Written exercise >> Write out word for word the stretch of the items below from the line containing "Exercise. Pin every instance of the trash" through the last line of the items, leaving out any pictures.

** Start Recorded information **

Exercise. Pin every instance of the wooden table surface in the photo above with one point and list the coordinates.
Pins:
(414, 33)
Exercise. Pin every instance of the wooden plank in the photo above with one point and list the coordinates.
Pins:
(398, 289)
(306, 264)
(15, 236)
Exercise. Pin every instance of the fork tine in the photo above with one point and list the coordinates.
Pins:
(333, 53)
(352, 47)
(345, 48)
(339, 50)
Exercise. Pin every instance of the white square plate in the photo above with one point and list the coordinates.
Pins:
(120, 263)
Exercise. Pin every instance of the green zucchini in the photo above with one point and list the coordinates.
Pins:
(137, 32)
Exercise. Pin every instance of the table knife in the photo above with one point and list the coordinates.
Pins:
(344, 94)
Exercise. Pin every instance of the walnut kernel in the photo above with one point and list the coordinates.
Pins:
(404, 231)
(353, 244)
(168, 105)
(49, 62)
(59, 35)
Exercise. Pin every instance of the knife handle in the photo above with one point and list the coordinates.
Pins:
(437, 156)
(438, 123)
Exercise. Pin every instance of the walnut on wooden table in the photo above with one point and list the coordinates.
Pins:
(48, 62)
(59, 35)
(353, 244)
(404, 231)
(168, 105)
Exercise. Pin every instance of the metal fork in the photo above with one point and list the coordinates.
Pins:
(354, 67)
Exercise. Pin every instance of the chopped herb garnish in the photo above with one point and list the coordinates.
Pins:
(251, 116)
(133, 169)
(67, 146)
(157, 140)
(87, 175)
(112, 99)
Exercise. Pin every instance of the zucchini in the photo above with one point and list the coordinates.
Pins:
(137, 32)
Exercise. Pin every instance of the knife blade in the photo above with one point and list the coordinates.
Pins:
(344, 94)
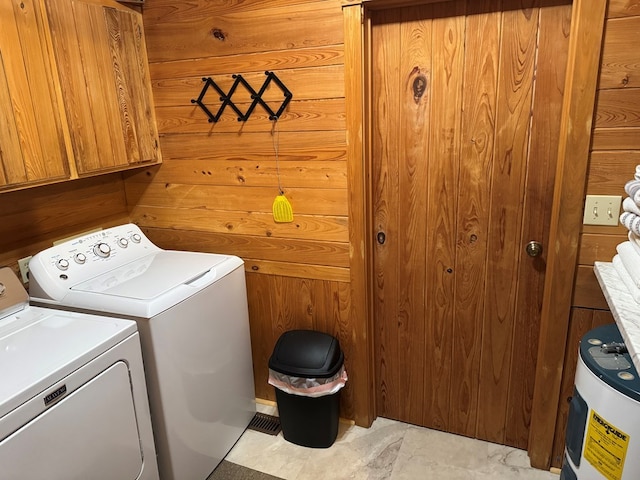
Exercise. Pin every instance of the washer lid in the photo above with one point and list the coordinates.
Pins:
(40, 346)
(615, 369)
(152, 275)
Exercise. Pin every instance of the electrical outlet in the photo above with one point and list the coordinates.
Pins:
(23, 263)
(602, 210)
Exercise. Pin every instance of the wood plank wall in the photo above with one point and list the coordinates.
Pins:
(31, 219)
(615, 152)
(215, 189)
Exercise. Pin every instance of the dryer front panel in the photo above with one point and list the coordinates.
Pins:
(90, 433)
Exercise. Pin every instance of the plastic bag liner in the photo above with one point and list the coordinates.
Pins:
(308, 387)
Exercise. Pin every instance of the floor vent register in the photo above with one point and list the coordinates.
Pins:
(264, 423)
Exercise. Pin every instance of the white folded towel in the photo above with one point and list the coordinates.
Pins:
(628, 205)
(630, 260)
(626, 279)
(631, 221)
(632, 187)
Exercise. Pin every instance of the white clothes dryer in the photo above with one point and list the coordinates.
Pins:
(73, 399)
(192, 315)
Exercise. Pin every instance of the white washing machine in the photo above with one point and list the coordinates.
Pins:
(192, 315)
(73, 400)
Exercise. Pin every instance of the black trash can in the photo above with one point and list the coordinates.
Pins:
(307, 371)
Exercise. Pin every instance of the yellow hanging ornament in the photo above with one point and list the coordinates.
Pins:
(282, 211)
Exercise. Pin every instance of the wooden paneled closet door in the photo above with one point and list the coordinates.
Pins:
(466, 106)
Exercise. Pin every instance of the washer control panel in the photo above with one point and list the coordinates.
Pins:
(90, 255)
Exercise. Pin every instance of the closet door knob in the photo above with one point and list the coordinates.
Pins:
(534, 248)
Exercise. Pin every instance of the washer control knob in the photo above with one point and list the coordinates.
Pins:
(102, 250)
(62, 264)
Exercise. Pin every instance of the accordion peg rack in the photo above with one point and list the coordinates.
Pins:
(256, 97)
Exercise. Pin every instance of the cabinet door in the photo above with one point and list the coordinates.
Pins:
(103, 69)
(32, 147)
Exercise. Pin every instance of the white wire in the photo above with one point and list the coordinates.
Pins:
(276, 144)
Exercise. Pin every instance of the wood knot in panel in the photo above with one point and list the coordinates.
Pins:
(218, 34)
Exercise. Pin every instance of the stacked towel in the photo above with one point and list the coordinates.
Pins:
(626, 279)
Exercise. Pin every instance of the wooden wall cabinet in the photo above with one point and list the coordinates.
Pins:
(75, 91)
(102, 64)
(32, 146)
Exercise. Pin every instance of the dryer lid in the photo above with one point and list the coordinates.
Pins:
(151, 276)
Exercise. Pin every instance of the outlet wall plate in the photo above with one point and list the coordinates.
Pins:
(602, 210)
(23, 264)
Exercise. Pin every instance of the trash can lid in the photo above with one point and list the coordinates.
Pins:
(306, 353)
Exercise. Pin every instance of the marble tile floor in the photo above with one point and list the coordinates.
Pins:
(388, 450)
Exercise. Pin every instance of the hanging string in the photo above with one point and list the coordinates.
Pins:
(275, 135)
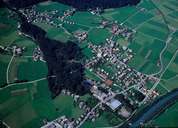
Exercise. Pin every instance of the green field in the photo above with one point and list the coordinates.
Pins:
(153, 21)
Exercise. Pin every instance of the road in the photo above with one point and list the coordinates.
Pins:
(152, 110)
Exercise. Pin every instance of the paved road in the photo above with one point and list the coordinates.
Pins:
(152, 110)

** End Recorded information **

Full response >>
Exercise. Pin every instance of the trash can lid in the photo above with one point and list the coordinates.
Pins:
(306, 353)
Exercise. Pin every instance of the marble tile floor in the photo above with one point and list the coordinates.
Pins:
(388, 450)
Exercise. Pin every instance of the hanging string in the photo above with one point and list the coordinates.
Pins:
(275, 135)
Exercise. Pin every instance of the green field in the photo above with one point and list the coordinates.
Pins:
(153, 21)
Exercise. Pin every instance of the road in the photo above with one point and list the coordinates.
Pins:
(152, 110)
Exercise. Pin every instance of the paved road in the photo above with one point and list the coordinates.
Pins:
(152, 110)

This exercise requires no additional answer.